>>>
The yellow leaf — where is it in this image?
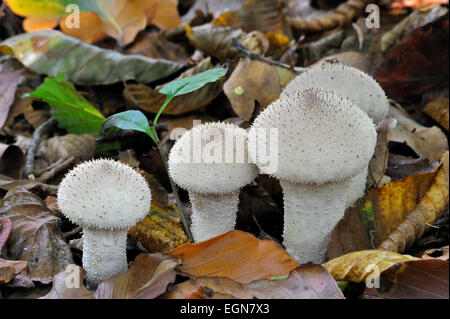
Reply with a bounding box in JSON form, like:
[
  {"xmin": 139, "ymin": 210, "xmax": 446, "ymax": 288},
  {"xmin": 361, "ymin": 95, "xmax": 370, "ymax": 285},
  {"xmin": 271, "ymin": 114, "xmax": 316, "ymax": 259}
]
[
  {"xmin": 423, "ymin": 98, "xmax": 449, "ymax": 131},
  {"xmin": 323, "ymin": 250, "xmax": 418, "ymax": 283}
]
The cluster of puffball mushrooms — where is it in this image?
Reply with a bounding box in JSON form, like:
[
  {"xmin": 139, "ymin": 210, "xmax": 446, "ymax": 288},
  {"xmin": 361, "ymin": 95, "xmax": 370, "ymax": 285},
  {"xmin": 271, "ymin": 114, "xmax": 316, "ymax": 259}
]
[{"xmin": 57, "ymin": 61, "xmax": 388, "ymax": 286}]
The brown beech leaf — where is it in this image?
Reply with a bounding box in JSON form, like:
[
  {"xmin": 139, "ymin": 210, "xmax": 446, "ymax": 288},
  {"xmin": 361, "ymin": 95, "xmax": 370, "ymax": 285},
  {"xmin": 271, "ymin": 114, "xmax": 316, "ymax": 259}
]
[
  {"xmin": 160, "ymin": 279, "xmax": 206, "ymax": 299},
  {"xmin": 224, "ymin": 58, "xmax": 295, "ymax": 121},
  {"xmin": 95, "ymin": 253, "xmax": 178, "ymax": 299},
  {"xmin": 123, "ymin": 57, "xmax": 224, "ymax": 115},
  {"xmin": 328, "ymin": 155, "xmax": 446, "ymax": 259},
  {"xmin": 160, "ymin": 114, "xmax": 218, "ymax": 137},
  {"xmin": 388, "ymin": 105, "xmax": 448, "ymax": 161},
  {"xmin": 0, "ymin": 144, "xmax": 25, "ymax": 179},
  {"xmin": 41, "ymin": 265, "xmax": 95, "ymax": 299},
  {"xmin": 373, "ymin": 14, "xmax": 449, "ymax": 100},
  {"xmin": 166, "ymin": 230, "xmax": 298, "ymax": 284},
  {"xmin": 124, "ymin": 32, "xmax": 189, "ymax": 64},
  {"xmin": 0, "ymin": 218, "xmax": 13, "ymax": 251},
  {"xmin": 364, "ymin": 259, "xmax": 449, "ymax": 299},
  {"xmin": 423, "ymin": 98, "xmax": 449, "ymax": 131},
  {"xmin": 0, "ymin": 258, "xmax": 28, "ymax": 284},
  {"xmin": 386, "ymin": 154, "xmax": 440, "ymax": 181},
  {"xmin": 0, "ymin": 67, "xmax": 23, "ymax": 129},
  {"xmin": 0, "ymin": 187, "xmax": 73, "ymax": 283},
  {"xmin": 196, "ymin": 264, "xmax": 344, "ymax": 299},
  {"xmin": 378, "ymin": 152, "xmax": 449, "ymax": 253},
  {"xmin": 323, "ymin": 250, "xmax": 418, "ymax": 283}
]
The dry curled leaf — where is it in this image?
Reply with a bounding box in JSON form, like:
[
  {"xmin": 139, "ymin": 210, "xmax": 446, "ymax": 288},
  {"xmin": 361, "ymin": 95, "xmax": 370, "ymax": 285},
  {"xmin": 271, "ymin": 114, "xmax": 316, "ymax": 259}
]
[
  {"xmin": 422, "ymin": 245, "xmax": 449, "ymax": 260},
  {"xmin": 328, "ymin": 158, "xmax": 443, "ymax": 259},
  {"xmin": 423, "ymin": 98, "xmax": 449, "ymax": 131},
  {"xmin": 161, "ymin": 279, "xmax": 206, "ymax": 299},
  {"xmin": 364, "ymin": 259, "xmax": 449, "ymax": 299},
  {"xmin": 323, "ymin": 250, "xmax": 418, "ymax": 283},
  {"xmin": 0, "ymin": 67, "xmax": 23, "ymax": 129},
  {"xmin": 288, "ymin": 0, "xmax": 368, "ymax": 33},
  {"xmin": 224, "ymin": 58, "xmax": 295, "ymax": 121},
  {"xmin": 40, "ymin": 265, "xmax": 94, "ymax": 299},
  {"xmin": 95, "ymin": 253, "xmax": 178, "ymax": 299},
  {"xmin": 0, "ymin": 144, "xmax": 25, "ymax": 179},
  {"xmin": 196, "ymin": 264, "xmax": 344, "ymax": 299},
  {"xmin": 0, "ymin": 187, "xmax": 73, "ymax": 284},
  {"xmin": 166, "ymin": 230, "xmax": 298, "ymax": 284},
  {"xmin": 378, "ymin": 152, "xmax": 449, "ymax": 253}
]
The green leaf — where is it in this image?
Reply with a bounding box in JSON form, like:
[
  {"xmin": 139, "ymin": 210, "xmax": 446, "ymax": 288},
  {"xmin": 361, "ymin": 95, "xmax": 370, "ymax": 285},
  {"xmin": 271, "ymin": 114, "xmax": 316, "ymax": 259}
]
[
  {"xmin": 160, "ymin": 65, "xmax": 228, "ymax": 98},
  {"xmin": 0, "ymin": 30, "xmax": 183, "ymax": 85},
  {"xmin": 98, "ymin": 110, "xmax": 154, "ymax": 141},
  {"xmin": 154, "ymin": 65, "xmax": 227, "ymax": 125},
  {"xmin": 25, "ymin": 74, "xmax": 105, "ymax": 134}
]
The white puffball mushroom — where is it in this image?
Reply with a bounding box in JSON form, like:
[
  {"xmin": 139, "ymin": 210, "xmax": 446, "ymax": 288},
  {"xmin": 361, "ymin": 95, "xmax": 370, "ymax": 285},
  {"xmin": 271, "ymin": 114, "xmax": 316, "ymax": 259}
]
[
  {"xmin": 248, "ymin": 88, "xmax": 377, "ymax": 263},
  {"xmin": 282, "ymin": 61, "xmax": 389, "ymax": 124},
  {"xmin": 168, "ymin": 122, "xmax": 258, "ymax": 242},
  {"xmin": 57, "ymin": 159, "xmax": 151, "ymax": 285}
]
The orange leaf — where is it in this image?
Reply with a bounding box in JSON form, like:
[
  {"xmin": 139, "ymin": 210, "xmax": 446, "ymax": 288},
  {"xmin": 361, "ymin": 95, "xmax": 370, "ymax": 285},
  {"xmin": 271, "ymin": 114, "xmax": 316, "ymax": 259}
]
[{"xmin": 166, "ymin": 230, "xmax": 298, "ymax": 284}]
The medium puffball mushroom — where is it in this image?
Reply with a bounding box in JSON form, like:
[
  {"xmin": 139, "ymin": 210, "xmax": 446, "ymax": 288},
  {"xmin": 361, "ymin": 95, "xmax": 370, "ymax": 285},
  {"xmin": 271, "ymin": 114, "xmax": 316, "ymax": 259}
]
[
  {"xmin": 282, "ymin": 61, "xmax": 389, "ymax": 124},
  {"xmin": 248, "ymin": 88, "xmax": 376, "ymax": 263},
  {"xmin": 57, "ymin": 159, "xmax": 151, "ymax": 285},
  {"xmin": 168, "ymin": 122, "xmax": 258, "ymax": 242}
]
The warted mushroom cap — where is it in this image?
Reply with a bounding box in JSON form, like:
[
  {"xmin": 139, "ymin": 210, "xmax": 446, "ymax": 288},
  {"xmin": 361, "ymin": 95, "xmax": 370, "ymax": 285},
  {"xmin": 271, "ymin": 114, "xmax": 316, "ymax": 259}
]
[
  {"xmin": 282, "ymin": 61, "xmax": 389, "ymax": 124},
  {"xmin": 168, "ymin": 122, "xmax": 258, "ymax": 195},
  {"xmin": 57, "ymin": 159, "xmax": 151, "ymax": 230},
  {"xmin": 249, "ymin": 88, "xmax": 377, "ymax": 184}
]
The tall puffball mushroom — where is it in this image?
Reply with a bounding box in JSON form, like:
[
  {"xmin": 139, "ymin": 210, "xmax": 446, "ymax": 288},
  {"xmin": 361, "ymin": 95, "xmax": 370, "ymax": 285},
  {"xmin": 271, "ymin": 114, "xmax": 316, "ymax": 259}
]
[
  {"xmin": 57, "ymin": 159, "xmax": 151, "ymax": 285},
  {"xmin": 282, "ymin": 61, "xmax": 389, "ymax": 124},
  {"xmin": 168, "ymin": 122, "xmax": 258, "ymax": 242},
  {"xmin": 248, "ymin": 89, "xmax": 377, "ymax": 263}
]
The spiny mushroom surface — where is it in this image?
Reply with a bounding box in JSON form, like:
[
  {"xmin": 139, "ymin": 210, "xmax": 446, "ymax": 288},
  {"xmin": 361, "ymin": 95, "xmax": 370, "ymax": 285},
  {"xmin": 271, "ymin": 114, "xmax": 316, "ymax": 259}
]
[
  {"xmin": 281, "ymin": 61, "xmax": 389, "ymax": 124},
  {"xmin": 168, "ymin": 122, "xmax": 258, "ymax": 242},
  {"xmin": 57, "ymin": 159, "xmax": 151, "ymax": 286},
  {"xmin": 248, "ymin": 88, "xmax": 376, "ymax": 263}
]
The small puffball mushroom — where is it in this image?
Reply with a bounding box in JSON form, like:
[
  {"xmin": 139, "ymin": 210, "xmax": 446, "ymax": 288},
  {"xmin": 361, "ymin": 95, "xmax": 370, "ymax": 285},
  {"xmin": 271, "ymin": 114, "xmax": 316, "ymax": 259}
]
[
  {"xmin": 248, "ymin": 88, "xmax": 377, "ymax": 263},
  {"xmin": 168, "ymin": 122, "xmax": 258, "ymax": 242},
  {"xmin": 57, "ymin": 159, "xmax": 151, "ymax": 285},
  {"xmin": 282, "ymin": 61, "xmax": 389, "ymax": 124}
]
<<<
Assigned task:
Go through the entries above and count each line that contains the string "this". Reply only with the total.

Response to the task:
12